- _Bagian Dokumen_:
Sejarah minuman kopi dimulai sejak satu juta tahun yang lalu di
Ethiopia. Berdasarkan legenda, seorang penggembala mencoba mengkonsumsi
biji kopi setelah melihat kambingnya tidak tidur akibat mereka memakan
buah kopi liar.
Salah satu catatan tertulis pertama bercerita tentang Seikh Omar, yang
membawa kopi ke kota Mocha pada tahun 1250. Kota ini, yang sering
dipanggil Mukha, sekarang berada di Yaman modern.
Selama ratusan tahun, kopi di Yaman telah dicampur dengan kopi dari
Indonesia (Jawa a.k.a Java), untuk menciptakan kopi klasik Mocha Java.
Kedai kopi pertama di dunia dibuka di Makkah pada awal abad 15.
Kedai-kedai itu adalah tempat yang nyaman, tempat orang-orang memanjakan
diri dan berdiskusi politik sambil menghadapi segelas kopi. Selama
periode ini, kopi disajikan dengan merebus biji di dalam air. Praktik
menghaluskan dan me-roasting kopi dimulai di Turki, sekitar 100 tahun kemudian. Di Istanbul yang terkenal memiliki ratusan kedai kopi.
Diketahui pula bahwa jemaah haji yang kembali dari beribadah di belahan
dunia arab membawa bibit kopi ke India pada awal adab 16. Catatan
tertulis menunjukkan bahwa Gubernur Belanda di Malabar (India) mengirim
bibit kopi Yaman atau kopi arabika (Coffea arabica)
kepada Gubernur Belanda di Batavia (sekarang Jakarta) pada tahun 1696.
Bibit pertama ini gagal tumbuh karena banjir di Batavia. Pengapalan
kedua biji kopi ke Batavia dilaporkan terjadi pada tahun 1699. Tanaman
ini tumbuh, dan pada tahun 1711 eksport pertama dikirim dari Jawa ke
Eropa oleh perusahaan dagang Belanda, dikenal sebagai VOC (Verininging Oogst Indies Company)
yang didirikan pada tahun 1602. Selama 10 tahun, eksport meningkat
menjadi 60 ton per tahun. Indonesia adalah tempat pertama kali kopi
dibudidayakan secara luas di luar Arab dan Ethiopia. VOC memonopoli
perdagangan kopi pada tahun 1725 sampai 1780.
Kopi tersebut dikapalkan ke Eropa melalui pelabuhan Batavia. Sebuah
pelabuhan di Muara Sungai Ciliwung yang telah berdiri sejak 397 M ketika
Raja Purnawarman mendirikan kota yang dulunya disebut Sunda Kelapa ini.

- _Cuplikan data anotasi titik_:
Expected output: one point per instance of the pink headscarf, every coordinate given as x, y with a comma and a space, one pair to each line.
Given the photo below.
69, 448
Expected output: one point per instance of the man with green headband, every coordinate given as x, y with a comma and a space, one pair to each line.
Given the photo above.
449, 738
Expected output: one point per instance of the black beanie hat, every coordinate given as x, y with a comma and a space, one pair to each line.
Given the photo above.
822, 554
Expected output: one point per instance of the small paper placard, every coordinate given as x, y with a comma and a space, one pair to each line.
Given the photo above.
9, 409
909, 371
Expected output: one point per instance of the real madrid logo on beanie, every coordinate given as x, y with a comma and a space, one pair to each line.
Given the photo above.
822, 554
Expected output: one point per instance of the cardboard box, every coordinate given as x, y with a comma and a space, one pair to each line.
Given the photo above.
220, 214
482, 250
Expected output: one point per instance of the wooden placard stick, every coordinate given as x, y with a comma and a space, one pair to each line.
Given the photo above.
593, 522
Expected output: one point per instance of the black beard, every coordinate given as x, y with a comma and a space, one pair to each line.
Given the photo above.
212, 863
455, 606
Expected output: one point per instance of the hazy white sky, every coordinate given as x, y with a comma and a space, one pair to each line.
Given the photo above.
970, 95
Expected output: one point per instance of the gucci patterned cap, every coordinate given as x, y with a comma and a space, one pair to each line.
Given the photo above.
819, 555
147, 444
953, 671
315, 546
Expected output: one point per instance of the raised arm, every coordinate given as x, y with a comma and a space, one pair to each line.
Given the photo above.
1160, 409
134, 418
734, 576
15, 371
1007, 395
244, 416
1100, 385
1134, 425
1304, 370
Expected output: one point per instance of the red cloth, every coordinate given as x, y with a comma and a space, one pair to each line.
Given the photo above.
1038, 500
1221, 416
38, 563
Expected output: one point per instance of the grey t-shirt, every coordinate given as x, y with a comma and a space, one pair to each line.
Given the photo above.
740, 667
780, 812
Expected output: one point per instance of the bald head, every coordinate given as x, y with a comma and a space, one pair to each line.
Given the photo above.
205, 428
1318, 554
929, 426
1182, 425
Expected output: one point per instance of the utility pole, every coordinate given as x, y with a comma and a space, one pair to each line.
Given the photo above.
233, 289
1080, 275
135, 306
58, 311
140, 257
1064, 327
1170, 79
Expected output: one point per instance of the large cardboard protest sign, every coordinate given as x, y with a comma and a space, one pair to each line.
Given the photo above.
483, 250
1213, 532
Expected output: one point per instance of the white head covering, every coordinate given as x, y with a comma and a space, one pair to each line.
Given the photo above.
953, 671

---

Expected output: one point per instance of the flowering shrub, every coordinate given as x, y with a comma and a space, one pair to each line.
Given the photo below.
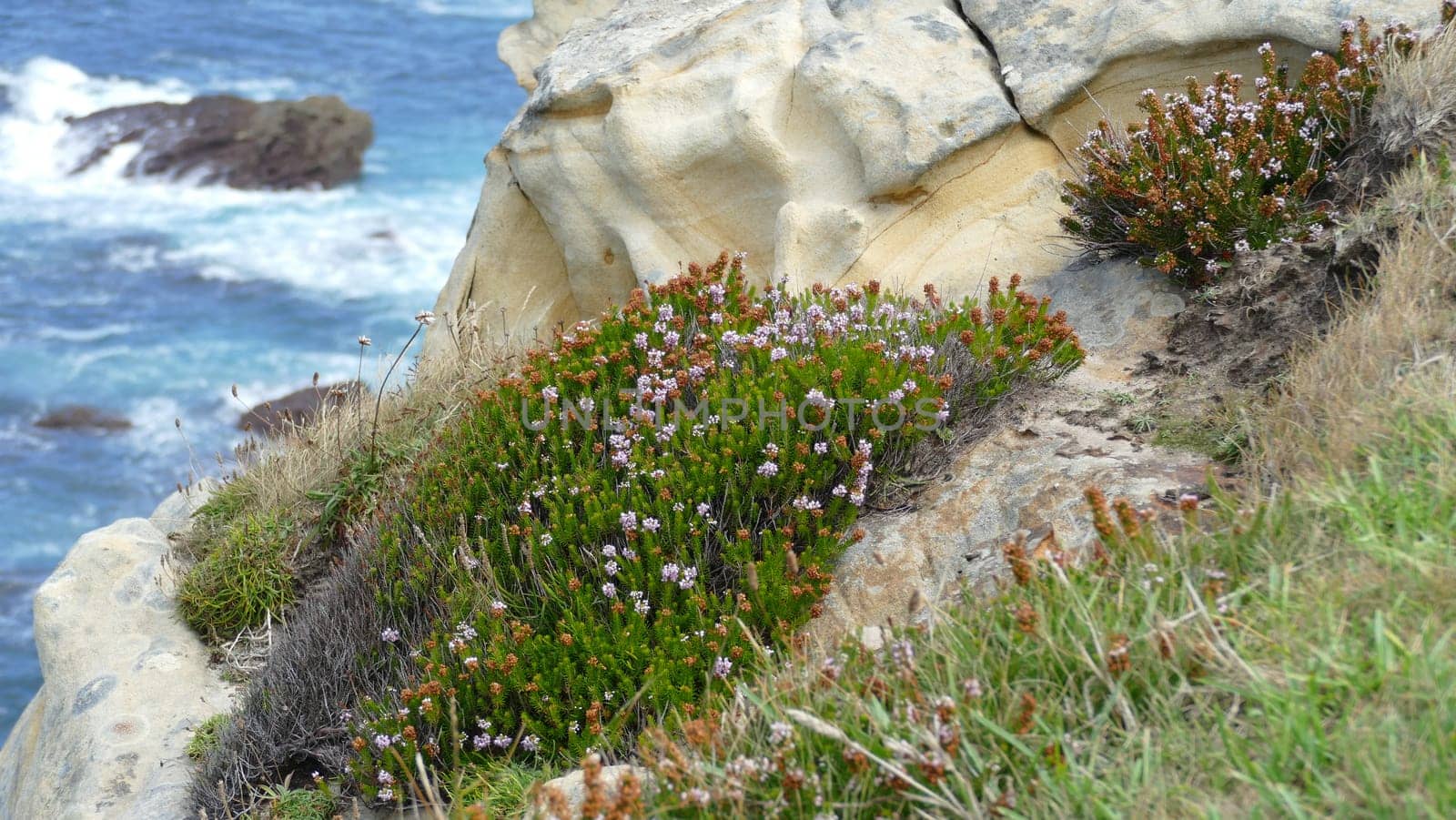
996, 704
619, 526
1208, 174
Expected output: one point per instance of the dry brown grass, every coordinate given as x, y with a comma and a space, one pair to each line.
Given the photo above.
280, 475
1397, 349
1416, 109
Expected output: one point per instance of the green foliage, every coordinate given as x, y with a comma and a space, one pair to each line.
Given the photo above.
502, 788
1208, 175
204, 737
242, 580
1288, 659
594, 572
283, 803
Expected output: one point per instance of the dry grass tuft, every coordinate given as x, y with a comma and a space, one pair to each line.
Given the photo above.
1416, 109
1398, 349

...

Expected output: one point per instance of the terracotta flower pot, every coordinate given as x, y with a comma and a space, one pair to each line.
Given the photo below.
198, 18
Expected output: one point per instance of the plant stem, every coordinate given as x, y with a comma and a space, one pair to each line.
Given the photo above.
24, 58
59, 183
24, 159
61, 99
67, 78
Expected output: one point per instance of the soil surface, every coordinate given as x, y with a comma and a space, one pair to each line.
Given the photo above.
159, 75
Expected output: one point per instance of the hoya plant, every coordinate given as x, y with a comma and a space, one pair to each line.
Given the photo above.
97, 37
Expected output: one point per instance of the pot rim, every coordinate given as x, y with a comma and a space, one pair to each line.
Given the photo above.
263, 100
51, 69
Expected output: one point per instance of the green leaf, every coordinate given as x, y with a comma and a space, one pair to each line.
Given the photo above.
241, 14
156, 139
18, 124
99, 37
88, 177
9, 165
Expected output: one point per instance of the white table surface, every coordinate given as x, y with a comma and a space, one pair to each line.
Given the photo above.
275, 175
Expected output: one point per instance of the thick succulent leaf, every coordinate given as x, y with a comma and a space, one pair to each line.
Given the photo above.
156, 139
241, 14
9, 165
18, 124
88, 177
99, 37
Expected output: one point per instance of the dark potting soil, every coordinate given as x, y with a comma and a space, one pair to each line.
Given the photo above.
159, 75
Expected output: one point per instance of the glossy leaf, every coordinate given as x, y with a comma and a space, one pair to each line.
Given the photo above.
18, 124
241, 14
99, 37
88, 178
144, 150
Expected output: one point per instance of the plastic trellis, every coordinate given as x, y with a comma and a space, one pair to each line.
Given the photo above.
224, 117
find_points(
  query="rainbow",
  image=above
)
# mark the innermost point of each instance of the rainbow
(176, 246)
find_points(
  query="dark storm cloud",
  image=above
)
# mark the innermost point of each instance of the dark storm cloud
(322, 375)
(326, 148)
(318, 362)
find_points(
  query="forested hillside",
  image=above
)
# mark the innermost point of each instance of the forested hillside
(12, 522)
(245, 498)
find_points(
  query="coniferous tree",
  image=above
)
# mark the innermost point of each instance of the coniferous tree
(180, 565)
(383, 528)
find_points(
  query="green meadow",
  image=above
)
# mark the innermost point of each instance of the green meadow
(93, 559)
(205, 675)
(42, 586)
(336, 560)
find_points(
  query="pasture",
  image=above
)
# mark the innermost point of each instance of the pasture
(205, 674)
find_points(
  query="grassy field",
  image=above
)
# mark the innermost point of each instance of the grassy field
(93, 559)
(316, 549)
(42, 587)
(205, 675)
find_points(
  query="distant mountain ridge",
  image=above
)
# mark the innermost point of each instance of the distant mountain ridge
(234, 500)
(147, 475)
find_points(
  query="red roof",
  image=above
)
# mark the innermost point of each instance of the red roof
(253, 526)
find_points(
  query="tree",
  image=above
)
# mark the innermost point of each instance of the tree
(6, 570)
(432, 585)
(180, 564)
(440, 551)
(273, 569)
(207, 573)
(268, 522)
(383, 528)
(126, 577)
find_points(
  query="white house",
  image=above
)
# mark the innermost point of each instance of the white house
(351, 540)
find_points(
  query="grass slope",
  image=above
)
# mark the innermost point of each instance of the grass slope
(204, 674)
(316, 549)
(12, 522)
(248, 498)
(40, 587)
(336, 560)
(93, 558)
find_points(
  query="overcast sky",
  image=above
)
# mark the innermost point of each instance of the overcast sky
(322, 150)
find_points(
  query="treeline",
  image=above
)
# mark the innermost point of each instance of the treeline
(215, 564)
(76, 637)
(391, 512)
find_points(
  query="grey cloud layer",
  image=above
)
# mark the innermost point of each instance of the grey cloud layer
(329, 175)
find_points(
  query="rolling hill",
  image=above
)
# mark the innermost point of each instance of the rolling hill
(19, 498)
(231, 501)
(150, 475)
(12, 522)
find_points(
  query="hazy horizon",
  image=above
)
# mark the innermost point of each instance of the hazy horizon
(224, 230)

- _Persyaratan_:
• 1. Kembalikan bagian teks sejarah kopi mulai dari "kepada Gubernur Belanda" sampai dengan "1725 sampai 1780.".
• 2. Identifikasi setiap baris entri yang memuat kata "horizon", lalu salin baris-baris itu.

- _Jawaban Lengkap_:
• 1.
kepada Gubernur Belanda di Batavia (sekarang Jakarta) pada tahun 1696.
Bibit pertama ini gagal tumbuh karena banjir di Batavia. Pengapalan
kedua biji kopi ke Batavia dilaporkan terjadi pada tahun 1699. Tanaman
ini tumbuh, dan pada tahun 1711 eksport pertama dikirim dari Jawa ke
Eropa oleh perusahaan dagang Belanda, dikenal sebagai VOC (Verininging Oogst Indies Company)
yang didirikan pada tahun 1602. Selama 10 tahun, eksport meningkat
menjadi 60 ton per tahun. Indonesia adalah tempat pertama kali kopi
dibudidayakan secara luas di luar Arab dan Ethiopia. VOC memonopoli
perdagangan kopi pada tahun 1725 sampai 1780.

• 2.
  query="hazy horizon",
# mark the innermost point of each instance of the hazy horizon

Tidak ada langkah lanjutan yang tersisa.